* Objective *
Please repeat the data below word for word, starting with its first line and going on through the line with "758, 129, 896, 230", that line included.

* Dataset records *
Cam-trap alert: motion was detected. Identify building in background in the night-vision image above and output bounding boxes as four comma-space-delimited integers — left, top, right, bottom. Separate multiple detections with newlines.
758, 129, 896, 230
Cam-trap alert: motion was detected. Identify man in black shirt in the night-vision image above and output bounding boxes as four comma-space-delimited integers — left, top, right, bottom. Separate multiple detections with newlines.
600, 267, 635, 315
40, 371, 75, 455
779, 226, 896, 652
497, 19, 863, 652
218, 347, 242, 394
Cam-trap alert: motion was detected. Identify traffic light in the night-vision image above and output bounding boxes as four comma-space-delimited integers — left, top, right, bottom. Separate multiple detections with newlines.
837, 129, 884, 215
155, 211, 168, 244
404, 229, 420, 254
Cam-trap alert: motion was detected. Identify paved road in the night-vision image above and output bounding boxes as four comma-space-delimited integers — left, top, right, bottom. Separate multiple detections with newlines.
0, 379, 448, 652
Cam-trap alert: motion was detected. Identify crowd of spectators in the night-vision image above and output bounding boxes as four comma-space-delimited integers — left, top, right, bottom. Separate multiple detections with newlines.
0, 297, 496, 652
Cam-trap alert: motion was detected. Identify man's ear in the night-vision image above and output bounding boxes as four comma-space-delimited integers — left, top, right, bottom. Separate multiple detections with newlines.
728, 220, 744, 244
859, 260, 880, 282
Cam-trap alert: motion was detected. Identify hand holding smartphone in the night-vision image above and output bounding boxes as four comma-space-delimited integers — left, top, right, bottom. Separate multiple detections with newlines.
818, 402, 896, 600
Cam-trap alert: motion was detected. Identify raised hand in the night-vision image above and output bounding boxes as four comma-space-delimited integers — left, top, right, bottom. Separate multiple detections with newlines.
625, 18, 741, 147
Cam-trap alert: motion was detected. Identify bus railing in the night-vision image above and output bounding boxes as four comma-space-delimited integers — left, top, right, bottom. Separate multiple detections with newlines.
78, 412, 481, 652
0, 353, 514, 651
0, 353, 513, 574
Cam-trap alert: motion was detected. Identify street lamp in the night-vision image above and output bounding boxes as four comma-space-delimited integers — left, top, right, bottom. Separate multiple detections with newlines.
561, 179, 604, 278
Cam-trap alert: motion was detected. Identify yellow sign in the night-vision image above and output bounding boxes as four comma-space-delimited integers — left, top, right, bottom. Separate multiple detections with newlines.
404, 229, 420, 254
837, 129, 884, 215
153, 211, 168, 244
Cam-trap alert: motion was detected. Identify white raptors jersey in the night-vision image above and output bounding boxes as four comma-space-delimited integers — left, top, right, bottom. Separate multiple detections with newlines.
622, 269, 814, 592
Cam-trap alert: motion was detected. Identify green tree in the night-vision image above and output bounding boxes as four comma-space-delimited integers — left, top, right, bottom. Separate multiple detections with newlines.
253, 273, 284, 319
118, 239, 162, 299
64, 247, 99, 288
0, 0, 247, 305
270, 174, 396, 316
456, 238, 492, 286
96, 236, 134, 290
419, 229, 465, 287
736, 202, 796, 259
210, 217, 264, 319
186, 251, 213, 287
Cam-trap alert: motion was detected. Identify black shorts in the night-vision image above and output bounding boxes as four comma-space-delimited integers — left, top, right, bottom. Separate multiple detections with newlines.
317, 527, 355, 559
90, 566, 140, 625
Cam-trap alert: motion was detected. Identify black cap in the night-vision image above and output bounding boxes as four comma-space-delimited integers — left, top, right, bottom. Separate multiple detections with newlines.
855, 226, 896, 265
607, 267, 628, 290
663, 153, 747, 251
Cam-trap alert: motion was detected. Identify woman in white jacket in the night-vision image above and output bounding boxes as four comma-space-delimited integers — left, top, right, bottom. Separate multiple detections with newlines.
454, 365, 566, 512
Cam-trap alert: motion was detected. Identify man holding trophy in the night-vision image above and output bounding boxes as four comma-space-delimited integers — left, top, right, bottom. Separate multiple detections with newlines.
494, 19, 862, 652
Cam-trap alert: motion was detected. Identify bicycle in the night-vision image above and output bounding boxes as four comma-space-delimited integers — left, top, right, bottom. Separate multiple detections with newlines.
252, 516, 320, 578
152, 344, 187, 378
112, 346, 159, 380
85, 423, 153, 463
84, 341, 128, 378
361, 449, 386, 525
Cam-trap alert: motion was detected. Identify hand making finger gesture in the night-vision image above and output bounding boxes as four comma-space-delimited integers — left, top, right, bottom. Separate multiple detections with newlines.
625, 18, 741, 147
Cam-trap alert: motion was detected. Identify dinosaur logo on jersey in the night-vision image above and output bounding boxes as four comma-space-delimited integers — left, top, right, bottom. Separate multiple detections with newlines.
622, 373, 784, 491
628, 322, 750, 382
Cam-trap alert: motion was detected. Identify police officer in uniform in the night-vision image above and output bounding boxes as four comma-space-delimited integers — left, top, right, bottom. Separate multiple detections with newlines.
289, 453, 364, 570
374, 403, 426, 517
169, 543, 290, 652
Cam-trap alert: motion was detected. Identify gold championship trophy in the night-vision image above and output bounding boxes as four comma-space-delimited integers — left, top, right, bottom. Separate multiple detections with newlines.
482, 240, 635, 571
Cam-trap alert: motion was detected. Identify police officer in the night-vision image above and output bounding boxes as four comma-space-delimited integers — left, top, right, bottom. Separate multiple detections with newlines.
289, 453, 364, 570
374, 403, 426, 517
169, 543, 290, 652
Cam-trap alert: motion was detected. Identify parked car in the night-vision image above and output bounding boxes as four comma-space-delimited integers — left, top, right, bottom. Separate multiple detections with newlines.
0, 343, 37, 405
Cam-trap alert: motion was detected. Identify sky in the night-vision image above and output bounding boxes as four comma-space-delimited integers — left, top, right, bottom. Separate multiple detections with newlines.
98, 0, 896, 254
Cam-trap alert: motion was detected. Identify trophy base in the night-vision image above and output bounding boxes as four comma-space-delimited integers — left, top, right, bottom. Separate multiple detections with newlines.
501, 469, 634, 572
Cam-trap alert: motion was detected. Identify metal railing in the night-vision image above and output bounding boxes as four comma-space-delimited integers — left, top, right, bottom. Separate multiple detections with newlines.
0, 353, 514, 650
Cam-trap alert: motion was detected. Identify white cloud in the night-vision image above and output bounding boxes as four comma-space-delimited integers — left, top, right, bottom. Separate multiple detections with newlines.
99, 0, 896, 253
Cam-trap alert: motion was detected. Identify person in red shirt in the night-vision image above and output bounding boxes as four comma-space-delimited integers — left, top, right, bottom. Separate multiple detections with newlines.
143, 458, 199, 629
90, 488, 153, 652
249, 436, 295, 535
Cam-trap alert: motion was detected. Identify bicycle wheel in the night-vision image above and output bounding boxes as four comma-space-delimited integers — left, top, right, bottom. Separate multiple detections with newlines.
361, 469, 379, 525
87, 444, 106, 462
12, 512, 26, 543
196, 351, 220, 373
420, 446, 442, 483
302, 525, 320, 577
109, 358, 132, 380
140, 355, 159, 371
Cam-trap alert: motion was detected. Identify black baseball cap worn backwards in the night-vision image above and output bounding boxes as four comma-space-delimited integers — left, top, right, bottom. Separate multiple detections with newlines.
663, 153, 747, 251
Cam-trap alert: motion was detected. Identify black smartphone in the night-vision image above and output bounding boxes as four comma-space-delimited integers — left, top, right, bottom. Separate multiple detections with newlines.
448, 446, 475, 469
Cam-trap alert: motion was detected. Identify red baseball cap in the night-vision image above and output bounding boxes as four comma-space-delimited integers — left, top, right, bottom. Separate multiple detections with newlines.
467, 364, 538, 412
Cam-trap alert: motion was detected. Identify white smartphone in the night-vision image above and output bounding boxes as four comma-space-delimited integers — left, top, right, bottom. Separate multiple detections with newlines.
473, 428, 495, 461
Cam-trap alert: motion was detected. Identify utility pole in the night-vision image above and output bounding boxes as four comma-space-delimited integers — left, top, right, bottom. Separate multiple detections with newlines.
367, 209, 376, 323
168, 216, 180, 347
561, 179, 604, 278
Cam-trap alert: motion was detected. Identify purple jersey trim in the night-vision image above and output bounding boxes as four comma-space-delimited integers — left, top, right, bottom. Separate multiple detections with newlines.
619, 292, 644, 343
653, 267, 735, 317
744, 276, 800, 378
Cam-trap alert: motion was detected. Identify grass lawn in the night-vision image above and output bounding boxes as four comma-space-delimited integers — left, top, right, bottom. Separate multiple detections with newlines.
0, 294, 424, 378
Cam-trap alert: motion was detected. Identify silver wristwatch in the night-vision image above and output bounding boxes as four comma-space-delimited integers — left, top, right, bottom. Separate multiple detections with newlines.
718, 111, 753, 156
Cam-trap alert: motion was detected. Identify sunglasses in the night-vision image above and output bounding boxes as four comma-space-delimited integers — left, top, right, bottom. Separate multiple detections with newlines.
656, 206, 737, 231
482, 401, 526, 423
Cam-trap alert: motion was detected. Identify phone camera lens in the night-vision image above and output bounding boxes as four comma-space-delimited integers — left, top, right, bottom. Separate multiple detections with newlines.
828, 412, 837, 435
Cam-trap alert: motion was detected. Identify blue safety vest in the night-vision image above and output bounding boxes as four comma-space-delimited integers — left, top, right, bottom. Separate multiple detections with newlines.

* The result *
Cam-trap alert: motion was detected. Identify building in background in the night-vision image above and output bounding boxes as four comma-space-delimited integers — left, top, right, bottom. Separate multiple detections with newlines.
758, 129, 896, 230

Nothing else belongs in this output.